▸ **Text extract**
####
UVA Problem 1586 – Molar mass Solution

UVA Problem 1586 – Molar mass Solution:


Click here to go to this problem in uva Online Judge.

Solving Technique:

Formula to solve this problem is given in the description. Also i have explained in the comments. The only corner case may be two atom numbers. 

Our formula is to multiply element with its atom count to get the total weight. Since there are two digits. The first one is in 10’s position so it must be multiplied by 10. Then add the next digit to it. Since we took the input as string. So this method converts the string digits to integer.

Now just multiply that value with the weight of the corresponding molecule to get the result.

Here i have provided to two codes. The first code follows the formula given in the problem. The second one is slightly modified and strength reduced pre-calculated version based on the first code.

Important:  Be sure to add or print a new line after each output unless otherwise specified. The outputs should match exactly because sometimes even a space character causes the answer to be marked as wrong answer.


Input:

4 
C 
C6H5OH 
NH2CH2COOH 
C12H22O11

Output:

12.010 
94.108 
75.070 
342.296

Code ( Commented):

/**
 * @author  Quickgrid ( Asif Ahmed )
 * @link    https://quickgrid.wordpress.com
 */

#include<stdio.h>

#define C 12.01
#define N 14.01
#define O 16.00
#define H 1.008

static char s[128];

int main(){
    register int n, i;
    scanf("%d", &n);

    while(n--){
        scanf("%s", &s);
        float sum = 0;

        for(i = 0; s[i]; ++i){
            /**
             * Check if it is a compound identifier
             */
            unsigned compoundCheck = s[i] == 'C' || s[i] == 'N' || s[i] == 'O' || s[i] == 'H';

            /**
             * Has only two digit next to it
             * Check if it is a compound identifier and next two digits are atom count
             */
            if(compoundCheck && (s[i + 1] >= '0' && s[i + 1] <= '9') && (s[i + 2] >= '0' && s[i + 2] <= '9')){

                /**
                 * calculate the weight with first digit in 10's position so multiply with 10
                 * Add that to the next atom count ( digit )
####
▸ **The request**
Copy out the UVA 1586 molar mass solution page word for word, from its title through the final line of code shown.

Named object pointing entries
####
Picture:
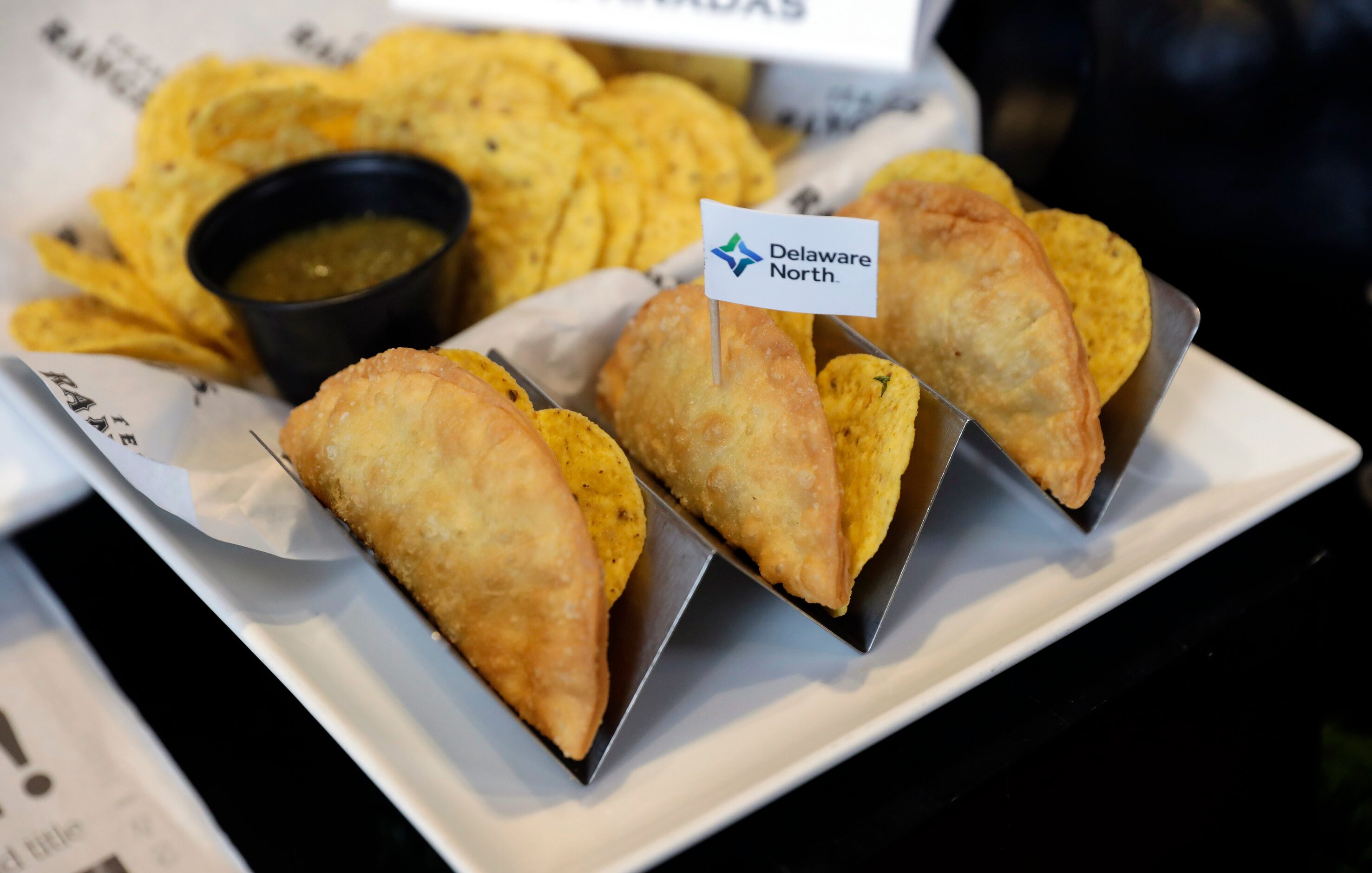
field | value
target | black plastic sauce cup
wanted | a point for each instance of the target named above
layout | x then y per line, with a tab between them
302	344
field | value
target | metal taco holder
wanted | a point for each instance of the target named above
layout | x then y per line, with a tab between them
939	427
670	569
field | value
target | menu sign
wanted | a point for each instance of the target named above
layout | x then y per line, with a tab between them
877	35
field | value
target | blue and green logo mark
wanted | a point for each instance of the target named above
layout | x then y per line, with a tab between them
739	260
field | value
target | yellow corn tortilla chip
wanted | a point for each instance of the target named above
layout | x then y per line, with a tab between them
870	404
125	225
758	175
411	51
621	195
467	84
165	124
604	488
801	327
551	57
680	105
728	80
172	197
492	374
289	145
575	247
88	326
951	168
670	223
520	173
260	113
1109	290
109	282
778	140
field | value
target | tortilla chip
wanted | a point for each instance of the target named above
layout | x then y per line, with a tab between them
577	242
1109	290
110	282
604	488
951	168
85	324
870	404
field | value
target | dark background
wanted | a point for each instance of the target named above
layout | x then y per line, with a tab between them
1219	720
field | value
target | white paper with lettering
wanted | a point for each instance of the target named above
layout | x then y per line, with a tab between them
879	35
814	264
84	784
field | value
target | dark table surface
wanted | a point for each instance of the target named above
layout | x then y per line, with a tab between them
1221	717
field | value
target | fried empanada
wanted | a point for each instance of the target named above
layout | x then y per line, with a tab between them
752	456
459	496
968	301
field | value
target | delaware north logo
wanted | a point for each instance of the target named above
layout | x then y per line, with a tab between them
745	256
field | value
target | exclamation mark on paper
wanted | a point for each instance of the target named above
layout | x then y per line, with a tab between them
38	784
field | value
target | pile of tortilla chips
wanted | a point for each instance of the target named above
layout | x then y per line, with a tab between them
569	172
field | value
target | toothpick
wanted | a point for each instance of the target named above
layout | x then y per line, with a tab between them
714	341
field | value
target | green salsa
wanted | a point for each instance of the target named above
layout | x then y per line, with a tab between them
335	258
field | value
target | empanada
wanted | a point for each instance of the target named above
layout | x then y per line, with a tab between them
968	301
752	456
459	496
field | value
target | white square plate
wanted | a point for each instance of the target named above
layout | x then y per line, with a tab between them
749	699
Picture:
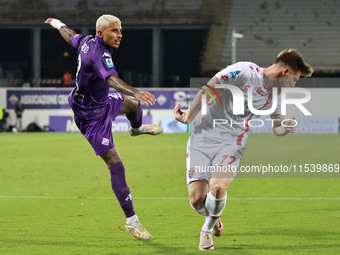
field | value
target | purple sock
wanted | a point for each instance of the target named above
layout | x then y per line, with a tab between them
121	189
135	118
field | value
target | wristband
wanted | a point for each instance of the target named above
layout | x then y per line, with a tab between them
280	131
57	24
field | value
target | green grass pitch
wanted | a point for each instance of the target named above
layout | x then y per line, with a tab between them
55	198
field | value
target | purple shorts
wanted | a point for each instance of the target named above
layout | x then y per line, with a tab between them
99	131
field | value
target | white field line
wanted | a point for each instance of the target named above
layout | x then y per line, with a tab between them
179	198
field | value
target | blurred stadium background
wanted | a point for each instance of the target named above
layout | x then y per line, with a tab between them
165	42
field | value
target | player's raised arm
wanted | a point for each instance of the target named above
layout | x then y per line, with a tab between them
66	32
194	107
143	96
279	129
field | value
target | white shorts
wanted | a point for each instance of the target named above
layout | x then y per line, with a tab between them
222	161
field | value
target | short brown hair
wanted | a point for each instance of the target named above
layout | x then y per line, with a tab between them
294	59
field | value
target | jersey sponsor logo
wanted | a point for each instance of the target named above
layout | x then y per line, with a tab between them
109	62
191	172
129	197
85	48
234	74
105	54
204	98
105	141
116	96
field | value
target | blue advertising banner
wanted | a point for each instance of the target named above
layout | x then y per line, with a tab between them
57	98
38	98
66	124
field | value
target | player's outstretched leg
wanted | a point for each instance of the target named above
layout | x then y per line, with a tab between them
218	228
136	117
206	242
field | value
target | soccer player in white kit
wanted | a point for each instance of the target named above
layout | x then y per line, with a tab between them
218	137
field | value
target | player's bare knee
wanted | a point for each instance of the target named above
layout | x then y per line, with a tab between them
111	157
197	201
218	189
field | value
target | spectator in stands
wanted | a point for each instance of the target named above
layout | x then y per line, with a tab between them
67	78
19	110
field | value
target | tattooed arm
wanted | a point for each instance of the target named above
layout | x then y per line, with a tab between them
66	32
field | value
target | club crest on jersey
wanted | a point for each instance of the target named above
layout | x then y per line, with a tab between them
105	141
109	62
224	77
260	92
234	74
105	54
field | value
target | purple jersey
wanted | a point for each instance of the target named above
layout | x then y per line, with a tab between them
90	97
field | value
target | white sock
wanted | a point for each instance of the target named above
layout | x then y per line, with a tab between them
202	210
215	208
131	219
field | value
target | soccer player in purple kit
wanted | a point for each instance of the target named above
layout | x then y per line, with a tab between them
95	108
####
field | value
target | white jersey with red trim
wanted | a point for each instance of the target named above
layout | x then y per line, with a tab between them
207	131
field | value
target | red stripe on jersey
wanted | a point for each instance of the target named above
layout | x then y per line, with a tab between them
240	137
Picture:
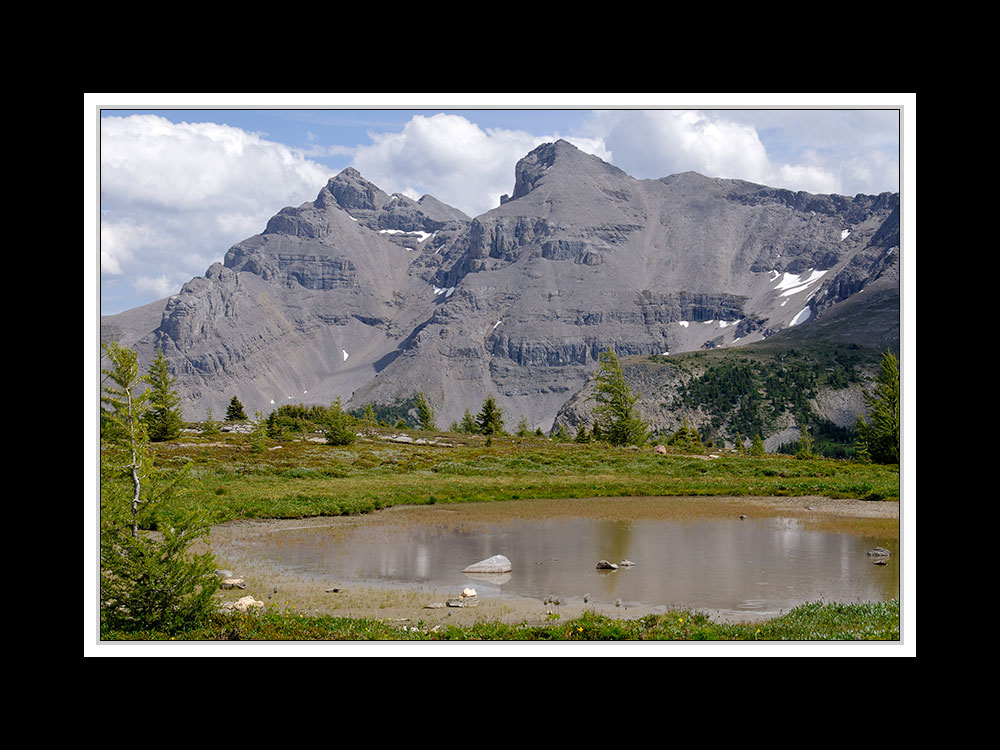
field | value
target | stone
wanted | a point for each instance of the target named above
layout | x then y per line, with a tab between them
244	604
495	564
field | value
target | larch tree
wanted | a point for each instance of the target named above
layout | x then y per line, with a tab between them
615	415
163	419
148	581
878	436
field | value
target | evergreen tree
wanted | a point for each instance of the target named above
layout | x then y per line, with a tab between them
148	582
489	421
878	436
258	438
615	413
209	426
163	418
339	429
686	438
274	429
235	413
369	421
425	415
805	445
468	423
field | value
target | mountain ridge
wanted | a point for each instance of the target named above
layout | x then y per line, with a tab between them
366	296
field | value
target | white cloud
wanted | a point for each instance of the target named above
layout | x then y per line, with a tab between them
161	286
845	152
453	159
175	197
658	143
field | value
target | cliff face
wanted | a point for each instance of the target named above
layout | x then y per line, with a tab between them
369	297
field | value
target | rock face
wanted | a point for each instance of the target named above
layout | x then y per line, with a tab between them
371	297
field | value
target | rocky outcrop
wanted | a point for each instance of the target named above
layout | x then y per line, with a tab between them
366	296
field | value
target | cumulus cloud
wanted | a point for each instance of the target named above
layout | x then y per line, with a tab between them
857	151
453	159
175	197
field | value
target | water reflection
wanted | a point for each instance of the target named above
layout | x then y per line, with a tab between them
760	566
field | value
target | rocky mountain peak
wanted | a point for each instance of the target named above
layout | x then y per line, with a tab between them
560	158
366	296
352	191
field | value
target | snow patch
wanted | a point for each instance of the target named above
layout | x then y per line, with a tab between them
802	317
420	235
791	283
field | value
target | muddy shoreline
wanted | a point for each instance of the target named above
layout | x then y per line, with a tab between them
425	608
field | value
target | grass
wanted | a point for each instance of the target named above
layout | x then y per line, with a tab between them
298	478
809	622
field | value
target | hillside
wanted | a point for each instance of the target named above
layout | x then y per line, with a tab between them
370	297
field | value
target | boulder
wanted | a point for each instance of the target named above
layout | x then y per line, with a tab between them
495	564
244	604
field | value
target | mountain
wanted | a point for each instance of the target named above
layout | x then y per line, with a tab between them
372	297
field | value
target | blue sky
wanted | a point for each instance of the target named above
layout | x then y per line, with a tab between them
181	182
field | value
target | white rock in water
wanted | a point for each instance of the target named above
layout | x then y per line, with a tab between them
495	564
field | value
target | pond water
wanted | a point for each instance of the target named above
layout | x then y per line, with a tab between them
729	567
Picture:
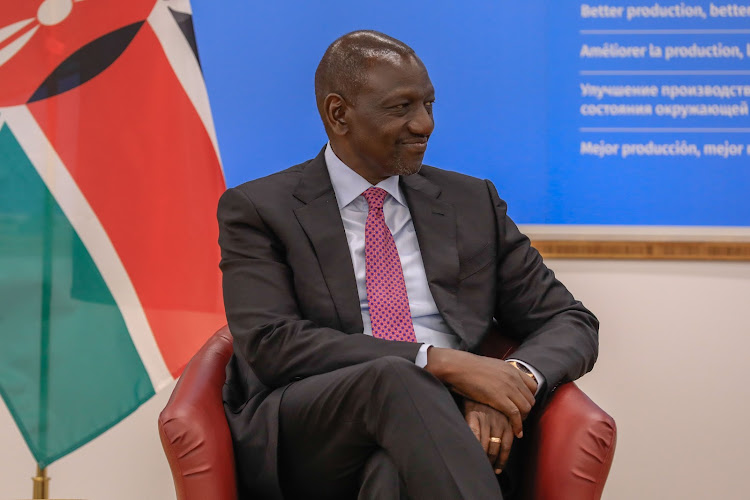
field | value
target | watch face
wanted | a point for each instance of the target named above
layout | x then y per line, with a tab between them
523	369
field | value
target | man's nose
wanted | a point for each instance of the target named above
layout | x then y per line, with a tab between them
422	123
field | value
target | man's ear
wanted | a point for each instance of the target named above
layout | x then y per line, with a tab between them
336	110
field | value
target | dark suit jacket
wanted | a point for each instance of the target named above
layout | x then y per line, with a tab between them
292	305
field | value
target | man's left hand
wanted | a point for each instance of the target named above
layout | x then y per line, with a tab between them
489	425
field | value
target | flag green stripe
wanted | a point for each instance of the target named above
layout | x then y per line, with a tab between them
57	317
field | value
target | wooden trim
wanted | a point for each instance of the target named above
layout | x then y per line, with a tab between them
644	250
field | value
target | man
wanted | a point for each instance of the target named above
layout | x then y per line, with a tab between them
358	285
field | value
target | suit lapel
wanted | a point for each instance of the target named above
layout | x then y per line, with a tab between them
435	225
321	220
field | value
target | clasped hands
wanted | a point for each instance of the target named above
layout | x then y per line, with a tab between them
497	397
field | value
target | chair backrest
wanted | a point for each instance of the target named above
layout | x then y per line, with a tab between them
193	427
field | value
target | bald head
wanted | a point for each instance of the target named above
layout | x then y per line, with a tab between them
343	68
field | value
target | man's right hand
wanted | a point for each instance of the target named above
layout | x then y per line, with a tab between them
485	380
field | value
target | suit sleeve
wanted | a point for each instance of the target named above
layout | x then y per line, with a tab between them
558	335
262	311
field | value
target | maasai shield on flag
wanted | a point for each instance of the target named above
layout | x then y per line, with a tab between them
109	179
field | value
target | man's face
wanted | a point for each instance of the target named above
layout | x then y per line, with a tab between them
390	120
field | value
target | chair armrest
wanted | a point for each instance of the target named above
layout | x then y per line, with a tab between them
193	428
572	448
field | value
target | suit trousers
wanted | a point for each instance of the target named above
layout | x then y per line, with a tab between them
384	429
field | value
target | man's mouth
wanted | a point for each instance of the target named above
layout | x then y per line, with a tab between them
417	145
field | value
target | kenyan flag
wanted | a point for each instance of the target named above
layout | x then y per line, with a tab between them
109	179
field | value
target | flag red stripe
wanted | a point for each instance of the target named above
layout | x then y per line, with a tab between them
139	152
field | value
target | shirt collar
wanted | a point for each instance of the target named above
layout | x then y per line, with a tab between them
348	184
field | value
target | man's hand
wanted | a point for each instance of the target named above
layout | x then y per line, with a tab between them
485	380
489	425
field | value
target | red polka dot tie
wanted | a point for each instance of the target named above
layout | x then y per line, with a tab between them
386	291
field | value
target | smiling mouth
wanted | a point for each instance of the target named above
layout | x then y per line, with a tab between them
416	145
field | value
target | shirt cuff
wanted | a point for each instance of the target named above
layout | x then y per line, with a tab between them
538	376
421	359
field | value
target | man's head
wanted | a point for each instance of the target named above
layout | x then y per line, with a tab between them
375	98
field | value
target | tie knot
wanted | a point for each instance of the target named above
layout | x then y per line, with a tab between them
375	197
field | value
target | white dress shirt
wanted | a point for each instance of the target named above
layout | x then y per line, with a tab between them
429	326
####
▸ **Task solution**
UVA Problem 1586 – Molar mass Solution

UVA Problem 1586 – Molar mass Solution:


Click here to go to this problem in uva Online Judge.

Solving Technique:

Formula to solve this problem is given in the description. Also i have explained in the comments. The only corner case may be two atom numbers. 

Our formula is to multiply element with its atom count to get the total weight. Since there are two digits. The first one is in 10’s position so it must be multiplied by 10. Then add the next digit to it. Since we took the input as string. So this method converts the string digits to integer.

Now just multiply that value with the weight of the corresponding molecule to get the result.

Here i have provided to two codes. The first code follows the formula given in the problem. The second one is slightly modified and strength reduced pre-calculated version based on the first code.

Important:  Be sure to add or print a new line after each output unless otherwise specified. The outputs should match exactly because sometimes even a space character causes the answer to be marked as wrong answer.


Input:

4 
C 
C6H5OH 
NH2CH2COOH 
C12H22O11

Output:

12.010 
94.108 
75.070 
342.296

Code ( Commented):

/**
 * @author  Quickgrid ( Asif Ahmed )
 * @link    https://quickgrid.wordpress.com
 */

#include<stdio.h>

#define C 12.01
#define N 14.01
#define O 16.00
#define H 1.008

static char s[128];

int main(){
    register int n, i;
    scanf("%d", &n);

    while(n--){
        scanf("%s", &s);
        float sum = 0;

        for(i = 0; s[i]; ++i){
            /**
             * Check if it is a compound identifier
             */
            unsigned compoundCheck = s[i] == 'C' || s[i] == 'N' || s[i] == 'O' || s[i] == 'H';

            /**
             * Has only two digit next to it
             * Check if it is a compound identifier and next two digits are atom count
             */
            if(compoundCheck && (s[i + 1] >= '0' && s[i + 1] <= '9') && (s[i + 2] >= '0' && s[i + 2] <= '9')){

                /**
                 * calculate the weight with first digit in 10's position so multiply with 10
                 * Add that to the next atom count ( digit )